### PASSAGE GIVEN
**********

Source. Adapted from Campbell and Fiske (1959, p. 82).

Note. N = 161. The validity diagonals are the three sets of italicized values. The reliability diagonals are the three sets of values in parentheses. Each heterotrait‒monomethod triangle is enclosed by a solid line. Each heterotrait–heteromethod triangle is enclosed by a broken line. TAWR = Transparent Academic Writing Rubric.

The data in Table 2 were analyzed by means of Campbell and Fiske’s (1959) criteria. First, the data demonstrate that all diagonal values are large and significantly different from zero (p < .001) with correlation values ranging from .67 to .91. Thus, this provides evidence of convergent validity. The first discriminant validity criterion compares 36 correlation values and none of these values show a violation of the related criterion. Similar to the previous criterion, again the second discriminant validity criterion entails 36 correlational comparisons. Only one of the comparisons indicates a violation of directionality: r_A2,C2 = .67, and this is not greater than r_A1,A2 = .68. However, a careful examination indicates that the magnitude of the difference is relatively small (i.e., Δr = .01). Because there is one violation to this criterion, the proportion of failure is p = 1 / 36 = .028. As the significance value is below the chance level of .05, this violation does not spoil discriminant validity. Finally, the third discriminant validity criterion was taken into consideration by comparing the rank order of correlations across triangles. This revealed that the patterns of correlations were the same among the heterotrait–monomethod triangles (i.e., r_A1,A2 > r_A1,A3 > r_A2,A3 and r_A1,C2 > r_A1,C3 > r_A2,C2). Thus, the third discriminant validity criterion was also met. All in all, Campbell and Fiske’s four criteria provide evidence for both convergent and discriminant validity of TAWR.

**********

### SUPPLIED INFORMATION

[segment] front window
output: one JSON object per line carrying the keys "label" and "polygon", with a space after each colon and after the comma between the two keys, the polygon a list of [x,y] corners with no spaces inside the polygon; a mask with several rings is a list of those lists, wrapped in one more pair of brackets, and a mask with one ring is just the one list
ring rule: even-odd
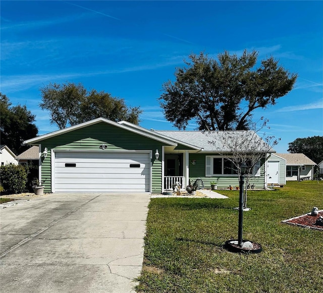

**********

### GIVEN REQUEST
In the validity passage, substitute "dashed line" for "broken line" and write out everything from "Note. N = 161." down to "Academic Writing Rubric.". The material above comes from a different source than the validity passage.

### EXERCISE RESULT
Note. N = 161. The validity diagonals are the three sets of italicized values. The reliability diagonals are the three sets of values in parentheses. Each heterotrait‒monomethod triangle is enclosed by a solid line. Each heterotrait–heteromethod triangle is enclosed by a dashed line. TAWR = Transparent Academic Writing Rubric.